## Directive
Translate this sentence from the article on the SF State college merger below into Spanish: "He said cutting staff and faculty was not part of the University agenda."

If last year’s complex college merger has saved the SF State $1 million, it is unclear where that money came from, or where it ended up.
To date, the University has not explicitly listed the administrative costs the merger eliminated. While the University Planning Advisory Council cited early on in the consolidation process that the elimination of two deans, two associate deans and two college development officers would total in $1 million in savings, that result has yet to come to fruition.
Comparing UPAC’s projection to reality, the merger has saved $266,016, 73 percent less than the baseline $1 million the advising council predicted.
Contrary to previous UPAC suggestions, no positions from the University Development Office were eliminated, according to Robert Nava, vice president of University Advancement. He said cutting staff and faculty was not part of the University agenda.
“Staff were not laid off; that was never in the final report,” said Nava, whose office oversees the development department. “Private money is raised by development officers. We rely on that department for outside fundraising.” According to the 2011-12 University budget, the office spent $36,328 less than the year before.
Though they now work as professors, former Creative Arts and Behavioral and Social Science college deans Kurt Daw and Joel Kassiola, respectively, are paid the same executive salaries they received as deans. Daw made $195,000 and Kassiola made $166,632 in both the 2010-11 and 2011-12 fiscal years, according to the SF State budget books.

## Provided information
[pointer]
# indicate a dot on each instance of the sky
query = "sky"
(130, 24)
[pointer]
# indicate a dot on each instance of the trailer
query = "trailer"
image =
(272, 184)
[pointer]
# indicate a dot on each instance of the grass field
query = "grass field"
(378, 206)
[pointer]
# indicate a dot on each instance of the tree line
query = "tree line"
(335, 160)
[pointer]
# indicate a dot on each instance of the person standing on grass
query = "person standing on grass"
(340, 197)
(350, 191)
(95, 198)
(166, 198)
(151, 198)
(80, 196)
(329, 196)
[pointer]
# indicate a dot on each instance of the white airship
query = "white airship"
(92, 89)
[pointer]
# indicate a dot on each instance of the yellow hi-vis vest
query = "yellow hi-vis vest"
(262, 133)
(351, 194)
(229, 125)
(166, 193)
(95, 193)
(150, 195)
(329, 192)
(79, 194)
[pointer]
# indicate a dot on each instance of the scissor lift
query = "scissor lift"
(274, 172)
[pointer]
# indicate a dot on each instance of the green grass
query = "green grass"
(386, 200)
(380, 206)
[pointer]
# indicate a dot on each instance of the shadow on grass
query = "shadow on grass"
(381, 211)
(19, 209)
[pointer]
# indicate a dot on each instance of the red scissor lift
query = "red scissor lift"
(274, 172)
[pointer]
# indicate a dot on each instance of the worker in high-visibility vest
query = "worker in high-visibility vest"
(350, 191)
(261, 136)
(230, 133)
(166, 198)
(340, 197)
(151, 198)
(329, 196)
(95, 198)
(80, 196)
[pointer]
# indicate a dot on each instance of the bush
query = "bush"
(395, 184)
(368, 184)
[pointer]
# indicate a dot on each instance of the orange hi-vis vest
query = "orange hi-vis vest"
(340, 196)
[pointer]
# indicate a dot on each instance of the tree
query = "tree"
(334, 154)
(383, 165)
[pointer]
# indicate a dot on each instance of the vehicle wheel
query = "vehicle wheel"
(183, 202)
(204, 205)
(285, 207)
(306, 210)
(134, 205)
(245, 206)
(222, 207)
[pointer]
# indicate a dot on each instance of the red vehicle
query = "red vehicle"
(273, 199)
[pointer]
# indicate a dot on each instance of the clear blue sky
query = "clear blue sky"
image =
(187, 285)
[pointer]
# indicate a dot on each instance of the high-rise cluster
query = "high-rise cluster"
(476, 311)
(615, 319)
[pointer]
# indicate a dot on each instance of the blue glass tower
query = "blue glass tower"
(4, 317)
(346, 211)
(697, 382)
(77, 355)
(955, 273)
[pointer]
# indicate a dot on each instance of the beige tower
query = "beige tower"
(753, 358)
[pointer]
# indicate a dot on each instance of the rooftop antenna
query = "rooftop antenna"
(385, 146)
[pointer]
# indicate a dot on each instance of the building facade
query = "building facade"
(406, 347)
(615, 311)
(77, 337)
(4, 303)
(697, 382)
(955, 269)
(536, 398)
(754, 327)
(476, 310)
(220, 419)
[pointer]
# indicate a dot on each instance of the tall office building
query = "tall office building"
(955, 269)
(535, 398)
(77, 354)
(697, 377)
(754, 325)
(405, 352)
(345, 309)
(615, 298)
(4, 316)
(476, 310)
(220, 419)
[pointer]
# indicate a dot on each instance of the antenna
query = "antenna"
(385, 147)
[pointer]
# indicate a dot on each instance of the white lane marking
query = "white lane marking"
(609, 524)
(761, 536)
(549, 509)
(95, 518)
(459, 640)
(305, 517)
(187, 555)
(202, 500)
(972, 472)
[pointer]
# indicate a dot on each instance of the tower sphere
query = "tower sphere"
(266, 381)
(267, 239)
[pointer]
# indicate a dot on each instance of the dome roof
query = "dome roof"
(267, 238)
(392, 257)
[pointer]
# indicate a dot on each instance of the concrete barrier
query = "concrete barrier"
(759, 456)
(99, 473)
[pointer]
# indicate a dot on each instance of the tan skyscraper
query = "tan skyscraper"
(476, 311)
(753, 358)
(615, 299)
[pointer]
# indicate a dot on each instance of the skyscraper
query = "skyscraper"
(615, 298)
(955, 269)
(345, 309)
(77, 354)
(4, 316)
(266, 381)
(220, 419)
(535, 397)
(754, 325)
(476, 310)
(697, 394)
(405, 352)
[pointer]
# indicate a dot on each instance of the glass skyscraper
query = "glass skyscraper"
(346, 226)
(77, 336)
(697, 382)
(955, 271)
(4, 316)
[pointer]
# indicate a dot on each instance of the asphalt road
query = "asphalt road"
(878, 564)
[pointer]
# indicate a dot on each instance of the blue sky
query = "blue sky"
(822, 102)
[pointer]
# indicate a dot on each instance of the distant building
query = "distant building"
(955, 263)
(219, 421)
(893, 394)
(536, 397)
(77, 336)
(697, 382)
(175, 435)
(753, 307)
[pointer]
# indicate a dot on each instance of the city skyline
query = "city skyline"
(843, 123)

==

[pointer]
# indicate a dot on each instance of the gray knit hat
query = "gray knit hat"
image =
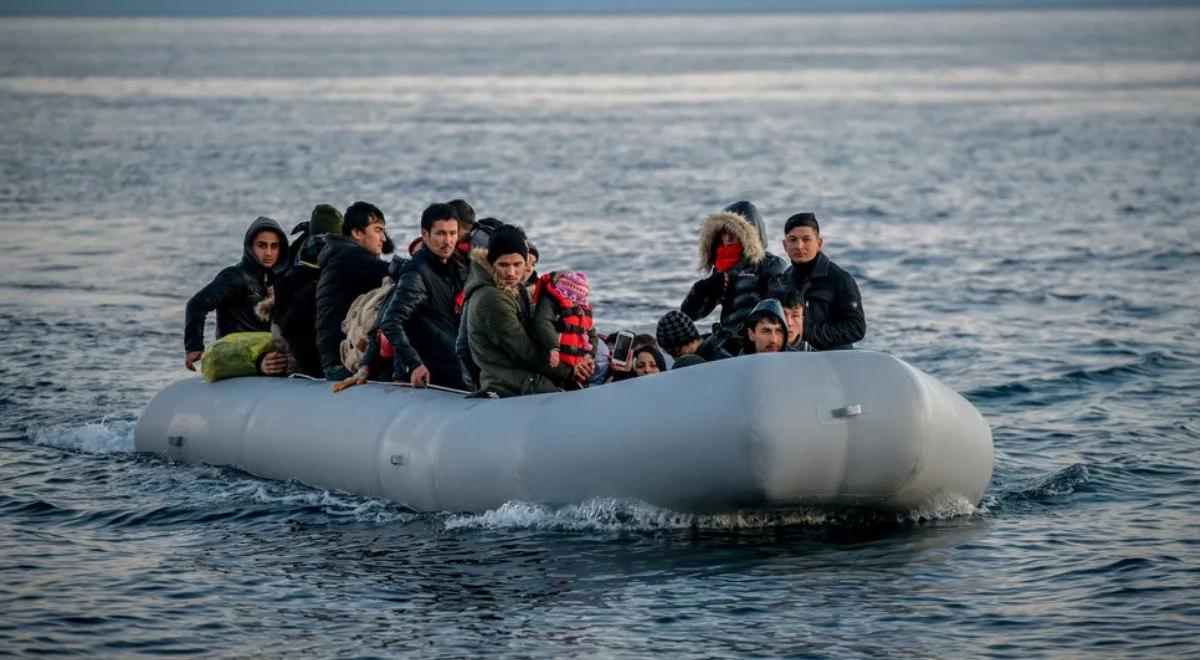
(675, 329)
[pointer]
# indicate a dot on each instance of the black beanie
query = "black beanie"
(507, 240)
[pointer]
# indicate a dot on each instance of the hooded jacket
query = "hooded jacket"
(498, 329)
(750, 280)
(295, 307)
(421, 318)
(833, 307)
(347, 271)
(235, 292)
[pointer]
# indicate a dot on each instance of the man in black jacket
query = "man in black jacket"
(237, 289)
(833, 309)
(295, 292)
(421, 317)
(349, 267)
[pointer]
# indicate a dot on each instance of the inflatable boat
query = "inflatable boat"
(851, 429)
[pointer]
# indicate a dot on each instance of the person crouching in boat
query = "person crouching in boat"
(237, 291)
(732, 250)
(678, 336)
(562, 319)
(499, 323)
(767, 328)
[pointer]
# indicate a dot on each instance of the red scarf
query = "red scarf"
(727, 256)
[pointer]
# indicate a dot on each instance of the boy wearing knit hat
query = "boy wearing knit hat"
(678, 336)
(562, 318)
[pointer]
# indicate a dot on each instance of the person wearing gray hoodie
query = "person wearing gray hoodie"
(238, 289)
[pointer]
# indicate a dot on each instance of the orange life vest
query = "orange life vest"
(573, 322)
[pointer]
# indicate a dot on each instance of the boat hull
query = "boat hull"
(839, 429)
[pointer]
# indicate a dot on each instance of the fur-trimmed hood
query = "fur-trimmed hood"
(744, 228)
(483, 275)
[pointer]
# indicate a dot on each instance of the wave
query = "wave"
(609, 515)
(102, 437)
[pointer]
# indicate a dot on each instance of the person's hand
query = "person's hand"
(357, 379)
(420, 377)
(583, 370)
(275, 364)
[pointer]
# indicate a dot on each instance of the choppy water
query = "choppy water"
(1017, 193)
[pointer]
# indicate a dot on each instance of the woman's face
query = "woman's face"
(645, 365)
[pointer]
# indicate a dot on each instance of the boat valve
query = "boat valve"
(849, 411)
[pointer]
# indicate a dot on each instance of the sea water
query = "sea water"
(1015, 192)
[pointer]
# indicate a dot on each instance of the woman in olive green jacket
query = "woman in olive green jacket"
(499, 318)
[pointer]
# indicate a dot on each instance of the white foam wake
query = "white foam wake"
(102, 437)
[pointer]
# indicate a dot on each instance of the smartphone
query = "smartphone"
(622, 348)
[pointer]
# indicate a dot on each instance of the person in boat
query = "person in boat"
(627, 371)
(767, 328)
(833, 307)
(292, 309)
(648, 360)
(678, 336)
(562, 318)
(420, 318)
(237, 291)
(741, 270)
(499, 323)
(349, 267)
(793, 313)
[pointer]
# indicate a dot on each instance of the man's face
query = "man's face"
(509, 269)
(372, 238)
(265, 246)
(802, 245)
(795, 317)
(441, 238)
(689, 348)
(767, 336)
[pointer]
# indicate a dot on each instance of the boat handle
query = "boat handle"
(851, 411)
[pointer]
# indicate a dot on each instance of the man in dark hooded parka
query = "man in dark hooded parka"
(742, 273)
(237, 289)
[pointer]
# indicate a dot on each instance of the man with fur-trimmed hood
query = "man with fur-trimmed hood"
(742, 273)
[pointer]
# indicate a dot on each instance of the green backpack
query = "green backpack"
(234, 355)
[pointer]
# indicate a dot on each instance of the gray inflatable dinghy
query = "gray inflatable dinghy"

## Reply
Dijo que recortar personal y profesorado no formaba parte de la agenda de la Universidad.